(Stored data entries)

Segment Open

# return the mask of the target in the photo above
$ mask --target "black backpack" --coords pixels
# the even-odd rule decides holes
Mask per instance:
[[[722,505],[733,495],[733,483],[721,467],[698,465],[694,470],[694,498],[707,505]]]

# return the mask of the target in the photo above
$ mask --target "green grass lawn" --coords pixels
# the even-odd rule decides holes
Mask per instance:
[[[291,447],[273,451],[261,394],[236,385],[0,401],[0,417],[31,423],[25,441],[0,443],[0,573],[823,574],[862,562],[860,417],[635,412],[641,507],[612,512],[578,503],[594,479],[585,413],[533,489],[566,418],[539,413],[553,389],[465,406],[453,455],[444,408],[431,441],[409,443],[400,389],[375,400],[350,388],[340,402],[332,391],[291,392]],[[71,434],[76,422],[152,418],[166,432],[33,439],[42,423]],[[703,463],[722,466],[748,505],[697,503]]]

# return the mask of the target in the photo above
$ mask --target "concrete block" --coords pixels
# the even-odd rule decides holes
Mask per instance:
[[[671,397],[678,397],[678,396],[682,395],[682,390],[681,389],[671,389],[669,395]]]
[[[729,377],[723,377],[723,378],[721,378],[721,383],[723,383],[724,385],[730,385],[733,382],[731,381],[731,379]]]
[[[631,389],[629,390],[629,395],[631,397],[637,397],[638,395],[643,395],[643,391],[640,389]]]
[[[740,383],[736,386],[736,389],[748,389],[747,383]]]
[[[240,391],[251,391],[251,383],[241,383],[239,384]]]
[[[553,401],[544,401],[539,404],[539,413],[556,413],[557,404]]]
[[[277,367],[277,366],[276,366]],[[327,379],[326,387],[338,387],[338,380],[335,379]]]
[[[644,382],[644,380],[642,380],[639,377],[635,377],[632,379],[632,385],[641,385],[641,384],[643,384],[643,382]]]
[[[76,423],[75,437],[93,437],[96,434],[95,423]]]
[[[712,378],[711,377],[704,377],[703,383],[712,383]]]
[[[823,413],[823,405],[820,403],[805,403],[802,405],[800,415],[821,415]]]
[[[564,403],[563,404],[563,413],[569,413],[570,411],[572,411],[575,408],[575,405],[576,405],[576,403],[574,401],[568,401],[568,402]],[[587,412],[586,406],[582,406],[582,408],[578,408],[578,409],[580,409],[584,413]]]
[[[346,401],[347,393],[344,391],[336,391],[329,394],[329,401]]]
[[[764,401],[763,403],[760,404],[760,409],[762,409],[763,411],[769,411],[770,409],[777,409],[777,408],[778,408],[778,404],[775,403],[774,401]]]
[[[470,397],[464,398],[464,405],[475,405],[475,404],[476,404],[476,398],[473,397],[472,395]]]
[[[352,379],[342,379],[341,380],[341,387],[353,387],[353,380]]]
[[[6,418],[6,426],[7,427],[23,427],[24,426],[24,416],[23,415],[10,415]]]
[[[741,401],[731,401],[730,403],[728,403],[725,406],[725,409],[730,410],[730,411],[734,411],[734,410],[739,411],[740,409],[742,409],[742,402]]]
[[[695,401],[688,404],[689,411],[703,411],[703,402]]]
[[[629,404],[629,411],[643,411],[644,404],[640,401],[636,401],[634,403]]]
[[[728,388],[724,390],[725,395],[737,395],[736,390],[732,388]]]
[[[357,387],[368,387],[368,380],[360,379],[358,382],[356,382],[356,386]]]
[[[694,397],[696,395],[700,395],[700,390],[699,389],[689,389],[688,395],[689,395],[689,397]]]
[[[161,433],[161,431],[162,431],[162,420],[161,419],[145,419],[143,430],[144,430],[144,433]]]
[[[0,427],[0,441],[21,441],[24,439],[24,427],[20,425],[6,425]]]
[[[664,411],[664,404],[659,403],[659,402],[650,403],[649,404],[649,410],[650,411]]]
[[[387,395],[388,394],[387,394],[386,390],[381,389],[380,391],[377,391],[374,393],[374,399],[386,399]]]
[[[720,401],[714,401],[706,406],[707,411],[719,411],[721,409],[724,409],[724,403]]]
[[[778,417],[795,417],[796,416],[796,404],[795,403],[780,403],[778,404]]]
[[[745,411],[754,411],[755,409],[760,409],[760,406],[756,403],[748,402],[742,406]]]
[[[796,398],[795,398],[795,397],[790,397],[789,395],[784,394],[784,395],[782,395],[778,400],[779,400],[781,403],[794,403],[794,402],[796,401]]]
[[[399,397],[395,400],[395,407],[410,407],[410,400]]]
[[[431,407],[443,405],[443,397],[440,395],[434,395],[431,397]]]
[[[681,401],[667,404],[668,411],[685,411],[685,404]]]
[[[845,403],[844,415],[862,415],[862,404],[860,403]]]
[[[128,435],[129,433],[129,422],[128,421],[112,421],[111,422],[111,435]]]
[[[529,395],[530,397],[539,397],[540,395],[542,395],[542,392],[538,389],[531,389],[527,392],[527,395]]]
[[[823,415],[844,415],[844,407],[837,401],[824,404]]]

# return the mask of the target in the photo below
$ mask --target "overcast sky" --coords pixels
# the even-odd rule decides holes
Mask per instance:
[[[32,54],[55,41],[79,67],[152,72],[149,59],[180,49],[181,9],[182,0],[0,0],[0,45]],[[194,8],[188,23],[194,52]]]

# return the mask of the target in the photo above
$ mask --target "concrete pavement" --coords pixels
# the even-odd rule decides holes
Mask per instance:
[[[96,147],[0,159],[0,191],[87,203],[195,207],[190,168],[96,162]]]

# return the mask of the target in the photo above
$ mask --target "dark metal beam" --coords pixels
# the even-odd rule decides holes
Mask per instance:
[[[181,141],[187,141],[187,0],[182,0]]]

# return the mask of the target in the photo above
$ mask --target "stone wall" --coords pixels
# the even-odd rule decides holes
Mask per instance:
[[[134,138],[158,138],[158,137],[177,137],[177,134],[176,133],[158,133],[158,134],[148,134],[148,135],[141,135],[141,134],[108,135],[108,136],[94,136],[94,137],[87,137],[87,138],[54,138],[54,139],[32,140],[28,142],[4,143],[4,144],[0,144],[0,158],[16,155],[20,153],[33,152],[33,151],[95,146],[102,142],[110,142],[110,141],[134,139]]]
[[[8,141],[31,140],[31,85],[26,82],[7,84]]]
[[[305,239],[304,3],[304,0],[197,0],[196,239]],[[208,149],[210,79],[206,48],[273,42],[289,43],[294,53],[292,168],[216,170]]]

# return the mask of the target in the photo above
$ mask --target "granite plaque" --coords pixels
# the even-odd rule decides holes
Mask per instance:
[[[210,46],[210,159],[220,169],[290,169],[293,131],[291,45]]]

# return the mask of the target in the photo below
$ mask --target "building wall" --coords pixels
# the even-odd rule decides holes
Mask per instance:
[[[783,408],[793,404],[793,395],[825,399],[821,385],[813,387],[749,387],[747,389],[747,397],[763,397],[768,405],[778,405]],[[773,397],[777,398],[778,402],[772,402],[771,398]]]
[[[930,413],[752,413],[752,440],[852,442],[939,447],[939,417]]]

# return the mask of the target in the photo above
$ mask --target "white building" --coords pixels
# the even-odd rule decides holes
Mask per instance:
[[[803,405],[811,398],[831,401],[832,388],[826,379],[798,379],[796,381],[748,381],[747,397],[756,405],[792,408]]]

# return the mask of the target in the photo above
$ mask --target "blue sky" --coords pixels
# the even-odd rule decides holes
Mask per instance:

Segment Closed

=== PROBLEM DESCRIPTION ===
Show every line in the entries where the string "concrete" occurs.

=== TASK SOLUTION ===
$ mask --target "concrete block" --coords pixels
$ mask --target "concrete pavement" --coords pixels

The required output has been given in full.